What to produce:
Copy out every line below that contains the word "guitar". Case counts, so uppercase and lowercase letters are different.

-*-*-

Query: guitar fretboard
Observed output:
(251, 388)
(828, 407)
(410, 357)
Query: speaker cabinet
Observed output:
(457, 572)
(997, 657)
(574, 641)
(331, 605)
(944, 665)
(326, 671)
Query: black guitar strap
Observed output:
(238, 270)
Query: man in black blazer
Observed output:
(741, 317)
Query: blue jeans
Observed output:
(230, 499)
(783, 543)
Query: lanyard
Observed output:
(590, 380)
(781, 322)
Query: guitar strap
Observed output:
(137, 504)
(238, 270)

-*-*-

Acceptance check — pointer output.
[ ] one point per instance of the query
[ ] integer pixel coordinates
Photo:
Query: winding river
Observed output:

-*-*-

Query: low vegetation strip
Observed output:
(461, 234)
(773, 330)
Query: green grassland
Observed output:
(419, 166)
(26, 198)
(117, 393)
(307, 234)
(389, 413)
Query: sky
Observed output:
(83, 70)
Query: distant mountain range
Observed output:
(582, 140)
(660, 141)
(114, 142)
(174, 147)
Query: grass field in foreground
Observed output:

-*-*-

Finished task:
Query: guitar fretboard
Query: black guitar strap
Query: guitar strap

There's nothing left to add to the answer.